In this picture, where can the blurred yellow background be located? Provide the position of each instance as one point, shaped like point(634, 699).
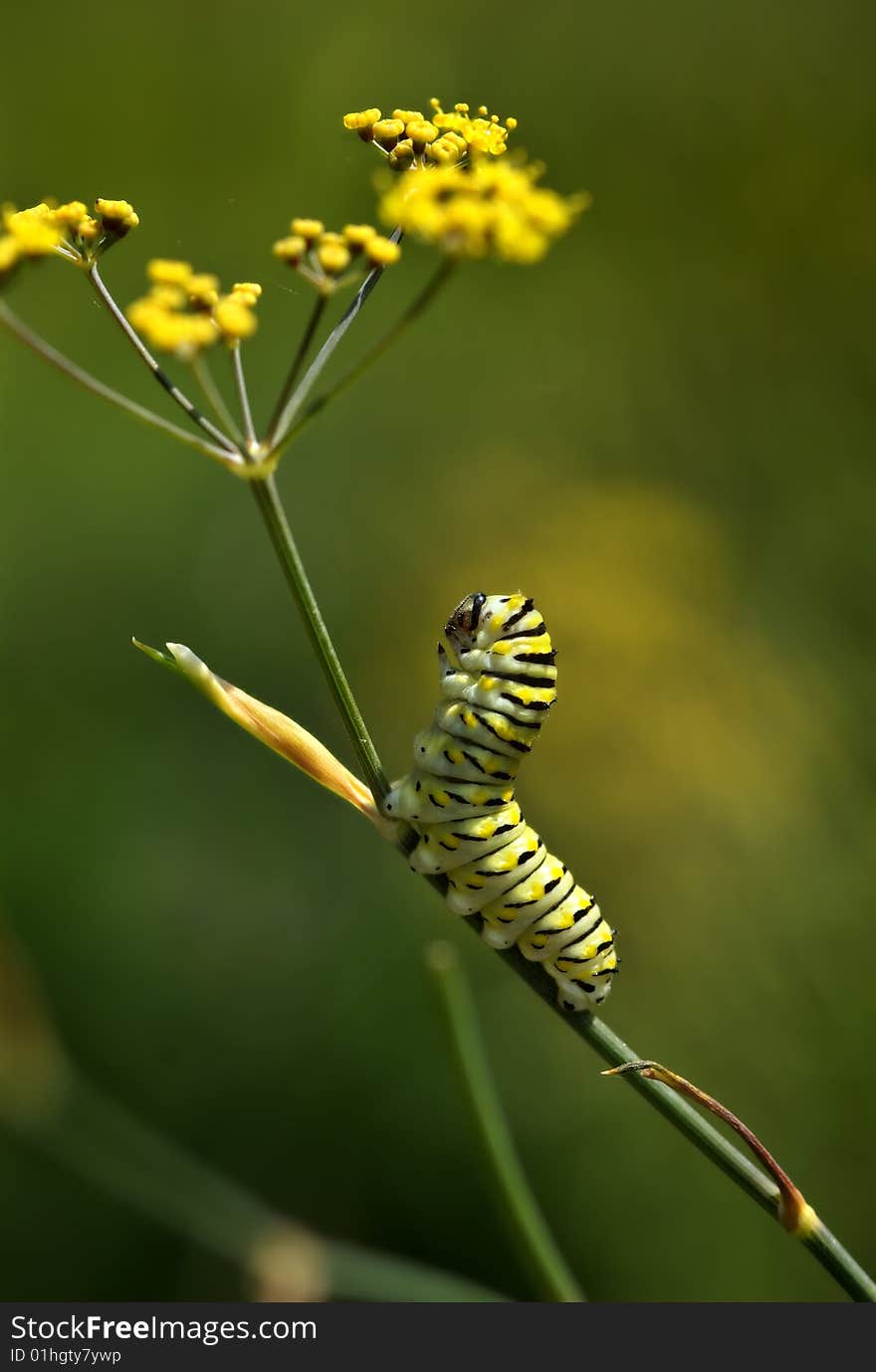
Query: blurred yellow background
point(663, 434)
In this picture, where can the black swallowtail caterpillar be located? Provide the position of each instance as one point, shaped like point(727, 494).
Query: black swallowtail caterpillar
point(498, 684)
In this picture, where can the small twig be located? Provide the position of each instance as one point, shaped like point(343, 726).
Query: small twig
point(435, 282)
point(243, 398)
point(214, 398)
point(315, 371)
point(69, 368)
point(793, 1213)
point(304, 347)
point(518, 1202)
point(161, 376)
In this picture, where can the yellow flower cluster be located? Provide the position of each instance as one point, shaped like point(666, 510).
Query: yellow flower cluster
point(484, 209)
point(409, 138)
point(184, 311)
point(323, 258)
point(62, 229)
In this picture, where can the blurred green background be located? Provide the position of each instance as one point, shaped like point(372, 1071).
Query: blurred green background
point(663, 433)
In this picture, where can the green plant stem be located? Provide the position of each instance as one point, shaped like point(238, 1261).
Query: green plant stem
point(213, 395)
point(268, 499)
point(64, 364)
point(243, 397)
point(293, 406)
point(822, 1245)
point(299, 361)
point(110, 1147)
point(424, 297)
point(528, 1224)
point(697, 1128)
point(161, 376)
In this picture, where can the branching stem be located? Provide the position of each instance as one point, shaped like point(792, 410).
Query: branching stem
point(161, 376)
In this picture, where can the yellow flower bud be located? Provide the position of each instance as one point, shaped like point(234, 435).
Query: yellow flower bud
point(308, 229)
point(361, 121)
point(88, 229)
point(401, 156)
point(332, 257)
point(290, 250)
point(235, 319)
point(118, 216)
point(71, 216)
point(387, 132)
point(357, 235)
point(420, 132)
point(444, 151)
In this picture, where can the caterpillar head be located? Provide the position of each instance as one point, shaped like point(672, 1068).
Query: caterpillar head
point(463, 625)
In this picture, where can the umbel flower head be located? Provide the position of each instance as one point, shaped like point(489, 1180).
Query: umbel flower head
point(409, 138)
point(332, 260)
point(184, 311)
point(485, 209)
point(66, 231)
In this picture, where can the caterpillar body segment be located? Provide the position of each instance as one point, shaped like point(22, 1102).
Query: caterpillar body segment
point(498, 684)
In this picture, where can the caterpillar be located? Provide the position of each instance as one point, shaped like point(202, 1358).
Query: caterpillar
point(498, 684)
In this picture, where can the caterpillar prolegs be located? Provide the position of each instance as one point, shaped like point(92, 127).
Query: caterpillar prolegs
point(498, 683)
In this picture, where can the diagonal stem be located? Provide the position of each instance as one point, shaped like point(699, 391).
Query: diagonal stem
point(212, 394)
point(268, 499)
point(299, 361)
point(821, 1244)
point(161, 376)
point(293, 406)
point(526, 1220)
point(243, 398)
point(435, 282)
point(64, 364)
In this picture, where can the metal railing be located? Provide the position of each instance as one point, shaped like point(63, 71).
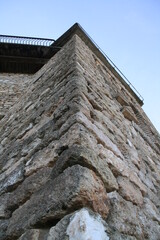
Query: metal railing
point(26, 40)
point(114, 66)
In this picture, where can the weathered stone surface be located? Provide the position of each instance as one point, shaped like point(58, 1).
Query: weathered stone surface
point(87, 158)
point(3, 229)
point(129, 191)
point(9, 182)
point(27, 188)
point(123, 217)
point(4, 213)
point(82, 224)
point(69, 115)
point(129, 114)
point(34, 234)
point(74, 188)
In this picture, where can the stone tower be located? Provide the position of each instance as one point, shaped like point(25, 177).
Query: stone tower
point(79, 159)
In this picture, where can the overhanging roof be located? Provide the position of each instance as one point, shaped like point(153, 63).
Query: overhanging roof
point(29, 58)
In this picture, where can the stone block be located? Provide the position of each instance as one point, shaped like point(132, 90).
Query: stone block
point(87, 158)
point(74, 188)
point(83, 224)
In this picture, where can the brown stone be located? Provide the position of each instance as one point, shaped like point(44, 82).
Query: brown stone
point(74, 188)
point(129, 191)
point(87, 158)
point(34, 234)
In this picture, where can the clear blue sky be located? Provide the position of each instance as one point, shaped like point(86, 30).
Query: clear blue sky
point(128, 31)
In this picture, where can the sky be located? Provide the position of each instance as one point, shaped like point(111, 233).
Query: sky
point(128, 31)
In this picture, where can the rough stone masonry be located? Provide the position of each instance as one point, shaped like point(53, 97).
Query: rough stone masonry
point(80, 160)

- Task objective: The data above needs to be retyped exactly, with the images left out.

- Answer below:
In this picture, where can the blurred yellow background be located? Provide the position of each instance as one point, shaped like point(634, 699).
Query: blurred yellow background
point(663, 434)
In this picture, where can the black swallowtail caterpillar be located? Provide the position of each instance as one point, shaped like point(727, 494).
Query: black swallowtail caterpillar
point(498, 684)
In this picture, where can the small twig be located? Provide the position of each instance as one point, shaped like point(343, 726).
Query: small twig
point(435, 282)
point(243, 398)
point(214, 398)
point(315, 371)
point(69, 368)
point(793, 1213)
point(304, 347)
point(518, 1202)
point(161, 376)
In this picture, where can the yellow flower cluster be located? Provide the position of each instance as one point, shaped like point(666, 510).
Query: yellow flower cluster
point(484, 209)
point(409, 138)
point(184, 311)
point(323, 258)
point(62, 229)
In this picture, where can the blurred green background be located? Provide the position of each instance as one point, shaped like point(372, 1071).
Query: blurred green background
point(663, 433)
In this picture, where can the green plant stem be located? Provide the position of each instance as one point, shaped like point(238, 1261).
Query: green plant stem
point(213, 395)
point(268, 499)
point(64, 364)
point(243, 397)
point(293, 406)
point(822, 1245)
point(299, 361)
point(110, 1147)
point(424, 297)
point(528, 1224)
point(697, 1128)
point(161, 376)
In this picture, where can the branching stem be located? Provide the position of each instance as one point, shaped like point(792, 410).
Query: branching stem
point(161, 376)
In this picture, where can the yellow flower bud be located? Provide the position of each instance as one point, shaped like point(234, 435).
Query: yellow flower bud
point(308, 229)
point(361, 121)
point(88, 229)
point(401, 156)
point(332, 257)
point(290, 250)
point(235, 319)
point(118, 216)
point(71, 216)
point(387, 132)
point(357, 235)
point(420, 132)
point(444, 151)
In this picture, where can the caterpillar head be located? Provide the position of each instance as one point, shaped like point(672, 1068).
Query: caterpillar head
point(463, 625)
In this picture, where can the umbel flower head be located? Provide the position of each instance as one point, shaped like point(489, 1180).
Query: umbel flower head
point(409, 138)
point(332, 260)
point(184, 311)
point(485, 209)
point(66, 231)
In this picture, where can the caterpillar body segment be located? Provide the position of each instance as one point, shaped like point(22, 1102).
Query: caterpillar body segment
point(498, 684)
In this picture, where can the caterpillar be located? Provide the position of each instance as one point, shaped like point(202, 1358).
Query: caterpillar
point(498, 684)
In this picture, where can the caterpillar prolegs be located? Provide the position of each instance as one point, shaped like point(92, 127).
Query: caterpillar prolegs
point(498, 683)
In this picture, where can the diagonal stem be located? Provide the position of each instance as one point, shaped like point(699, 391).
Query: diagonal stem
point(212, 394)
point(268, 499)
point(299, 361)
point(821, 1244)
point(161, 376)
point(293, 406)
point(526, 1220)
point(243, 398)
point(435, 282)
point(64, 364)
In this picture, where can the metal railing be located? Provide the position of each instance as one point, shaped like point(63, 71).
Query: metal railing
point(26, 40)
point(114, 66)
In this picture, where can the weathered stone surface be located? Provide the position of each instance as one point, shaped like point(58, 1).
Query: weathered stone surface
point(87, 158)
point(3, 229)
point(129, 191)
point(9, 182)
point(27, 188)
point(123, 217)
point(4, 213)
point(82, 224)
point(69, 115)
point(129, 114)
point(34, 234)
point(74, 188)
In this picture, where can the stone tower be located? Provide the position of each instance as one point, shaped like point(25, 177).
Query: stone tower
point(79, 159)
In this picture, where can the overhanging roof be located? Provide the position of each instance as one point, shaped like point(153, 63).
Query: overhanging roof
point(29, 58)
In this picture, where can the stone block be located? Provide the position of each instance as one point, shaped like point(132, 90).
Query: stone block
point(87, 158)
point(74, 188)
point(83, 224)
In this picture, where can the brown stone be located? Provide the position of each instance as one point, shaped like point(44, 82).
Query: brown stone
point(74, 188)
point(129, 191)
point(87, 158)
point(34, 234)
In this picture, where can the clear blue sky be located? Provide the position of each instance as one point, shaped like point(86, 30).
Query: clear blue sky
point(128, 31)
In this picture, where can the sky be located? Provide the position of each instance as one point, shaped like point(111, 233).
Query: sky
point(128, 31)
In this picture, where can the rough stone masonry be located? Provide the position of each instance as one point, shaped like point(53, 97).
Query: rough stone masonry
point(80, 160)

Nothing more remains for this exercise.